* _EXERCISE AIM_
Rewrite the data below, swapping "white hurdle" for "gray hurdle" and leaving everything else unchanged.
_ _ _ _
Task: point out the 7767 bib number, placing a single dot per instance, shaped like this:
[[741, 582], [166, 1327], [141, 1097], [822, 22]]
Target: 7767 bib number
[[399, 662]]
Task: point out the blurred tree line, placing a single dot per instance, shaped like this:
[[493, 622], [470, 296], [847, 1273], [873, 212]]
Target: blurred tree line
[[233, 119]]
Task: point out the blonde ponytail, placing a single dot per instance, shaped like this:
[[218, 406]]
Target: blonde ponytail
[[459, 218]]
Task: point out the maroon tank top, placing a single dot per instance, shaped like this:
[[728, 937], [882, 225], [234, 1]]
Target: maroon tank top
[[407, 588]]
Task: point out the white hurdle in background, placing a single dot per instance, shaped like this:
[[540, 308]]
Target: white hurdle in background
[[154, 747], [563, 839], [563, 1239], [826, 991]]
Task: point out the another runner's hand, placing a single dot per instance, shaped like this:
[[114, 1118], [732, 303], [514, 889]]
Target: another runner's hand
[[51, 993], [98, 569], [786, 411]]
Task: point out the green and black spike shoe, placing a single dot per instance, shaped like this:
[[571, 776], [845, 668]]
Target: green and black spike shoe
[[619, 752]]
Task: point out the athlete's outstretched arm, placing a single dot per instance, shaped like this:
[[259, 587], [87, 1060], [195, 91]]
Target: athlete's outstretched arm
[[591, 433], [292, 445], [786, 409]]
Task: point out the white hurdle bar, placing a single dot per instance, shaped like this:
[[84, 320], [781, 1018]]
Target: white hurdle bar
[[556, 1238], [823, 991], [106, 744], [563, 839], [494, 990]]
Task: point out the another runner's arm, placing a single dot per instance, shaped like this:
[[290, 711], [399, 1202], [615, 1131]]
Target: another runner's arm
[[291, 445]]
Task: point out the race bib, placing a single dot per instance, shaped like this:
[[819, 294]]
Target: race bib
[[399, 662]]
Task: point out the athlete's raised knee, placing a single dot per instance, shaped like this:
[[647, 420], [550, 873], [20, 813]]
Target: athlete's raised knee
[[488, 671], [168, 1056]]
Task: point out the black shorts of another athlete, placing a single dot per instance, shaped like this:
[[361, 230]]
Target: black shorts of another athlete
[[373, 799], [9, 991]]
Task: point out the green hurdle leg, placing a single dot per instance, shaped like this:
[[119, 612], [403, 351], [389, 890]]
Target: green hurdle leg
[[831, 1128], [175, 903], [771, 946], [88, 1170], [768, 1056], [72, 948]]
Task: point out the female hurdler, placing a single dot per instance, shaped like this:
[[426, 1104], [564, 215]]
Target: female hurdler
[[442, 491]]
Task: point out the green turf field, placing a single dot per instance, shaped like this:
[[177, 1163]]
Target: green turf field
_ _ _ _
* _TASK SOLUTION_
Task: point out the 7767 bib number, placing a single dot per instance, shaped like this:
[[741, 582], [166, 1327], [141, 1097], [822, 22]]
Target: 7767 bib number
[[399, 662]]
Task: point out the blurred tree line, placing a single dot per instance, shaped like this:
[[493, 622], [470, 296], [847, 1273], [873, 212]]
Target: blurred tree line
[[233, 119]]
Task: point out the blonde ponytail, placing a single dot per instance, shaped like this:
[[218, 406]]
Target: blonde ponytail
[[459, 218]]
Task: point out the maroon tank top, placing a single dot per instance, shaped like this:
[[728, 937], [882, 225], [234, 1]]
Target: maroon tank top
[[407, 588]]
Task: point out the gray hurdle in background, placing a single dot per instance, shaped like this:
[[540, 308]]
Target: gray hurdle in background
[[154, 747], [563, 839], [563, 1239], [826, 991]]
Task: point out the another runner's hand, placing a single dot per instance, shaped like this:
[[114, 1118], [732, 303], [514, 889]]
Target: another runner's hand
[[51, 993], [98, 569], [786, 411]]
Task: point out the green and black spike shoe, placing a single dot per instance, shaped like this:
[[571, 776], [845, 668]]
Target: green and black spike shoe
[[619, 752]]
Task: point out the athlete's outstretched arm, placing a single dot per instance, shaped like this:
[[259, 587], [87, 1060], [195, 91]]
Target: athlete's outstretched arm
[[591, 433], [292, 445], [786, 409]]
Task: point out the gray hurdle bar, placing a single dot per instance, shaped like this:
[[84, 320], [781, 1018]]
Target: gray hurdle bar
[[556, 1238], [823, 991], [106, 744], [563, 839], [494, 990]]
Task: point out the another runner's arm, placing a single dot per instance, shaped like this:
[[290, 711], [399, 1202], [615, 1131]]
Target: another runner's arm
[[291, 445]]
Task: point out the race bib, placing a single dot per instance, shaped like this:
[[819, 294]]
Target: race bib
[[399, 662]]
Task: point out the athlete's raised knee, placing a single dot per instance, shaped like this:
[[647, 420], [550, 873], [20, 813]]
Target: athlete's raised knee
[[488, 671], [168, 1056]]
Task: point out the black shorts of another athlete, placing a single dot per instance, shaped like this:
[[361, 230]]
Target: black shorts of another athlete
[[373, 799], [9, 991]]
Task: point out the green hurdle leg, placing a single dot per instance, shaped like this:
[[119, 612], [403, 351], [389, 890]]
Target: green hurdle leg
[[831, 1128], [175, 903], [771, 946], [88, 1170], [768, 1056], [72, 948]]
Task: point out the female hurdler, placing a single dot per instance, shaped like this:
[[426, 1104], [564, 215]]
Target: female hurdler
[[442, 491]]
Task: point out the green turf field, placing a single dot per instance, shaped like this:
[[177, 1163]]
Target: green turf field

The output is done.